**Source material**
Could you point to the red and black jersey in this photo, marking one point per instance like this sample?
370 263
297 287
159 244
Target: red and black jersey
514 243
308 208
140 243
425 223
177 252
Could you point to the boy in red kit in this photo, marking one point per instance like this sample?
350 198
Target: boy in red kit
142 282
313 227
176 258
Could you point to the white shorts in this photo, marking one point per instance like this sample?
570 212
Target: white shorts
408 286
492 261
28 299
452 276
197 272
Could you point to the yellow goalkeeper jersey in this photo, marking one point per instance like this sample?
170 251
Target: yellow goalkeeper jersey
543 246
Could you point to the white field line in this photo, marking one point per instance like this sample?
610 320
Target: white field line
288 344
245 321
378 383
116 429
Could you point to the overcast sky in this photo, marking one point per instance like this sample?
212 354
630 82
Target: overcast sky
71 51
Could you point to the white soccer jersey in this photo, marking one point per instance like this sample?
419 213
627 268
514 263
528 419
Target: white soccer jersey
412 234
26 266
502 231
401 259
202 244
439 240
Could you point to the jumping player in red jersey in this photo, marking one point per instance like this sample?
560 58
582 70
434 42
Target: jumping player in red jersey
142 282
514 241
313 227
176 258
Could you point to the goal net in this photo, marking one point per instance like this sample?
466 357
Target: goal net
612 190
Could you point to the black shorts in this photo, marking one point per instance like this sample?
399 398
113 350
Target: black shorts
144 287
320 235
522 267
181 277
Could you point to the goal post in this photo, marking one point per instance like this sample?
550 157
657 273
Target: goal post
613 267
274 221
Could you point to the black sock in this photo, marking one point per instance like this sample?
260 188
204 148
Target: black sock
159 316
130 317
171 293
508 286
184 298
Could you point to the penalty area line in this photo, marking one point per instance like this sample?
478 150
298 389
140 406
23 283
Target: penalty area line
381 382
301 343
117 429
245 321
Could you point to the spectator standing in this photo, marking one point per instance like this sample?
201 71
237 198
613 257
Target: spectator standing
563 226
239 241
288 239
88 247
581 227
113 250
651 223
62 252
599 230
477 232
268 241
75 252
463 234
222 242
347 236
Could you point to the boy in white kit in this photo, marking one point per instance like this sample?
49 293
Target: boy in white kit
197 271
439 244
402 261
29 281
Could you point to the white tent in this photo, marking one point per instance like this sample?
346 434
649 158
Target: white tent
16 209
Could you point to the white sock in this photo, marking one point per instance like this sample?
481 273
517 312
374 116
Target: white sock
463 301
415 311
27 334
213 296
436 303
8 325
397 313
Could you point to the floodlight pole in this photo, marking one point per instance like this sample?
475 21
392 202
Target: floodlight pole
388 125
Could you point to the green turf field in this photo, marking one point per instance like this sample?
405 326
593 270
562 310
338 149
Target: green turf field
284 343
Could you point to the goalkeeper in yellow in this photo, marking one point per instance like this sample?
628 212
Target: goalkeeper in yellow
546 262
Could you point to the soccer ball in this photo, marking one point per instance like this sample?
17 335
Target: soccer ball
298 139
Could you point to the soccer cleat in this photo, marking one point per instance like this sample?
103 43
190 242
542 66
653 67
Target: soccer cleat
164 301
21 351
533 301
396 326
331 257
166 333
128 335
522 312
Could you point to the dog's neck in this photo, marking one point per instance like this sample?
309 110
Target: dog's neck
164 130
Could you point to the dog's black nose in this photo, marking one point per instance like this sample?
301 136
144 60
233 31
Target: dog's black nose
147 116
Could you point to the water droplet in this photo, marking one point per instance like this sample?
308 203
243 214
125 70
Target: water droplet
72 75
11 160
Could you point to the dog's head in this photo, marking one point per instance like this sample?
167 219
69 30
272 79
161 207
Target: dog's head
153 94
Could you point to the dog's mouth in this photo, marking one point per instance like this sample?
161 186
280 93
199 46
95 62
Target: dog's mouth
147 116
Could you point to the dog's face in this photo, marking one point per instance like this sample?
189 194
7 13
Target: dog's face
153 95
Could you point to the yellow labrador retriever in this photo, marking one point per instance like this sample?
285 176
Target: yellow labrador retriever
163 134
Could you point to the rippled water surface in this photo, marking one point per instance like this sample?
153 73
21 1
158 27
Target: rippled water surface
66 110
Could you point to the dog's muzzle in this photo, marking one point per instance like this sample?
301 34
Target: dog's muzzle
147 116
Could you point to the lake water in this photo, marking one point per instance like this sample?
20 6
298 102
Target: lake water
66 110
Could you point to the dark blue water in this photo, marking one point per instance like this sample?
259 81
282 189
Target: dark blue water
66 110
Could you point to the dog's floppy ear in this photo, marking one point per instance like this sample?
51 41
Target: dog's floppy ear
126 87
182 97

**Work to be completed**
A complete, exact copy of the material is required.

**Written solution**
Could you point to the red and black jersey in this photo, marking one point per instance like this sample?
370 263
297 287
159 244
Target: red and black jersey
514 243
308 208
140 243
425 223
177 252
Could you point to the boy in red kit in this photo, marking one point per instance like this sample?
350 198
Target: boy in red kit
142 282
313 227
176 258
Could you point to the white shorts in this photo, marking one point per instance like this sample?
570 212
Target: white shorts
408 286
492 261
28 299
452 276
197 272
Could you point to the yellow goalkeeper jersey in this photo, marking one point per instance like this sample?
170 251
Target: yellow goalkeeper jersey
543 246
Could you point to the white field line in this photo, marking one point per instance like this sample?
610 320
Target: white field line
288 344
245 321
378 383
116 429
Could you point to the overcast sky in this photo, marking one point per instance like this sample?
212 354
630 82
Target: overcast sky
71 51
Could you point to the white soccer jersey in this photo, marking one point per instance like this sample?
419 213
627 268
514 263
528 419
Target: white soccer jersey
412 234
26 266
502 231
401 259
202 244
439 240
Could you point to the jumping player in red jersey in this photo, marking one point per instance like this sample?
560 58
582 70
434 42
Target: jumping player in red jersey
142 282
514 241
313 227
176 258
Could you point to the goal net in this photo, marking one point per instance like this sample?
466 357
Target: goal net
612 190
Could you point to the black shorts in this photo, marking one point per instance like this sample?
399 398
113 350
Target: black shorts
144 287
320 235
522 267
181 277
Could you point to the goal post in this photo, marking one point per instance like this sample?
550 157
657 273
Target: goal post
613 267
274 221
Could you point to the black sock in this photo, marking one point per instance like this sample?
260 188
204 148
Target: black sock
159 316
130 317
171 293
508 286
184 298
Could you point to the penalty area line in this photo, marking one point per instance like this sample?
478 150
298 389
140 406
23 283
Target: penalty area line
381 382
301 343
117 429
245 321
Could you point to the spectator standing in this photo, marking one point per instance like this sample?
201 71
237 198
613 257
Target: spectator standing
563 226
239 241
288 239
88 247
581 227
113 250
651 223
62 252
599 230
477 232
268 241
75 252
463 234
222 242
347 236
Could you point to the boy in white kit in this photo, marking one point per instance like this sample?
49 293
Target: boy in white kit
197 271
439 244
402 261
29 281
Could you point to the white tent in this photo, marking one point per instance like this sample?
346 434
649 158
Target: white tent
16 209
Could you point to the white sock in this photo, marking one point per instance like this sample?
481 273
517 312
374 116
Target: white sock
463 301
415 311
27 334
213 296
436 303
8 325
397 313
Could you point to the floodlight pole in this photo, marking one point per instance like this sample?
475 21
392 202
Target: floodlight pole
388 125
Could you point to the green turf field in this photo, marking one point per instance like this sample?
405 326
593 270
562 310
338 149
Target: green turf field
284 343
Could you point to the goalkeeper in yellow in this photo, marking one point per instance like this sample?
628 212
Target: goalkeeper in yellow
546 262
Could you point to the soccer ball in this photo, marking one point per instance like this sample?
17 335
Target: soccer ball
298 139
Could you point to the soccer cleat in this photo, marking one point per instance like this sample?
103 43
190 242
542 66
653 67
Target: soccer cleat
164 301
21 351
533 301
396 326
331 257
166 333
128 335
522 312
Could you point to the dog's neck in this photo, marking one point per instance like this sample?
309 110
Target: dog's neck
164 130
Could you point to the dog's black nose in this photo, marking one point per instance like this sample?
301 136
144 60
233 31
Target: dog's black nose
147 116
Could you point to the water droplet in this photo, marking one point per instance like this sample?
308 203
243 214
125 70
Target: water droplet
72 75
11 160
Could you point to the dog's head in this photo, marking one point per instance like this sample?
167 219
69 30
272 79
161 207
Target: dog's head
153 94
Could you point to the dog's mouth in this photo, marking one point per instance like this sample?
161 186
280 93
199 46
95 62
Target: dog's mouth
147 116
Could you point to the dog's face in this photo, marking one point per instance like this sample?
189 194
7 13
Target: dog's face
153 95
Could you point to the yellow labrador retriever in this photo, marking one point per instance like this sample?
285 176
Target: yellow labrador retriever
163 134
Could you point to the rippled water surface in this photo, marking one point per instance like this sample?
153 73
21 1
158 27
Target: rippled water surface
66 110
Could you point to the dog's muzzle in this photo, marking one point per instance like this sample?
301 34
Target: dog's muzzle
147 116
Could you point to the lake water in this photo, marking one point per instance like this sample?
20 6
298 102
Target: lake water
66 110
Could you point to the dark blue water in this photo, marking one point per instance like this sample?
259 81
282 189
Target: dark blue water
66 110
Could you point to the dog's floppy ear in this photo, marking one point per instance like this sample?
51 41
Target: dog's floppy ear
126 87
182 97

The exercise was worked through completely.